Page:
********************
What inspired Oates to write this story? According to Oates, the story was inspired by a Life magazine story about a serial killer, Charles Schmid, who, like the story's villain, was an older man who preyed on adolescent girls. She was intrigued by the actions of "normal" teenagers who helped Schmid carry out his murders. This inspired her to write a story from the point of view of a potential victim. Listen to "Its All Over Now, Baby Blue" . The haunting melody of "Baby Blue" seemed to beautifully approximate the atmosphere of my story, as of that time. Eventually, I would regret the dedication: too many people have asked me, "Why?" Who knows why?
Its popularity is ensured by the famous Oates blend of violence, sex, and suspense; its place in the American literary canon by its thematic importance, Oates's frightening vision of the contemporary American inability to recognize evil in its most unoriginal forms. Though many critics have complained about the gratuitous violence of Oates's work and seem to distrust her extraordinary fluency (she produced more than thirty-five volumes of stories, novels, and literary criticism in her first twenty years as a published writer), this particular story demonstrates her ability to achieve tight compression and careful stylistic control.
********************
Material shown:
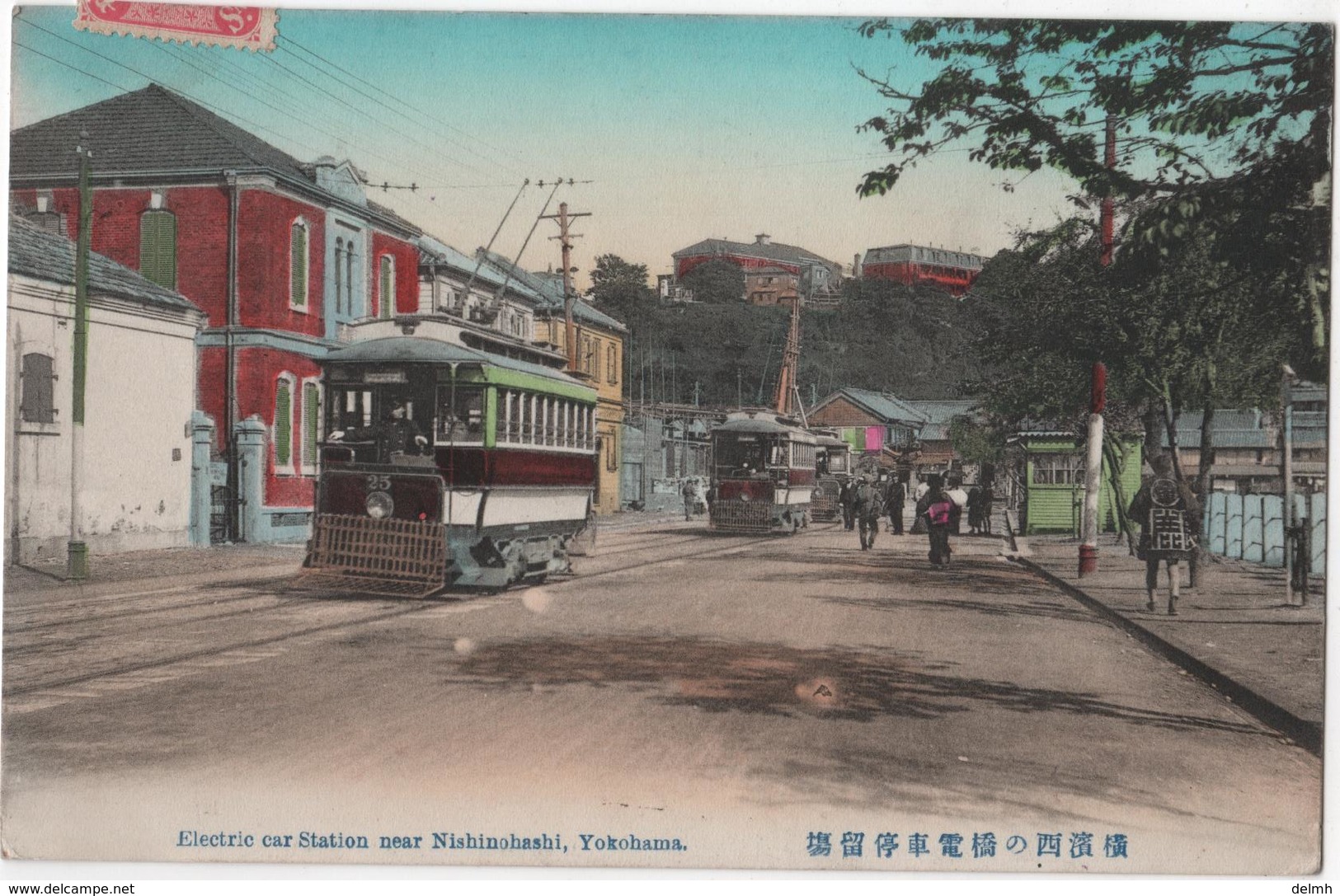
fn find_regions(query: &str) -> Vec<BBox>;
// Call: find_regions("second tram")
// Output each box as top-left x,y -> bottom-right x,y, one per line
708,411 -> 819,533
811,430 -> 851,523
********************
Tasks to carry out:
A – For the passage on Oates's story, decide whether each statement below agrees with it, answering yes or no and quoting the deciding words. (i) A Life magazine story about Charles Schmid inspired the story. (ii) In her first twenty years as a published writer, Oates produced fewer than twenty volumes. (iii) Oates came to regret the dedication.
B – Please render every line of the records as a numbered list, leaving out blank lines and the pictures.

Complete answers:
A –
(i) Yes: "the story was inspired by a Life magazine story about a serial killer, Charles Schmid"
(ii) No: "she produced more than thirty-five volumes of stories, novels, and literary criticism in her first twenty years as a published writer"
(iii) Yes: "Eventually, I would regret the dedication"

B –
1. fn find_regions(query: &str) -> Vec<BBox>;
2. // Call: find_regions("second tram")
3. // Output each box as top-left x,y -> bottom-right x,y, one per line
4. 708,411 -> 819,533
5. 811,430 -> 851,523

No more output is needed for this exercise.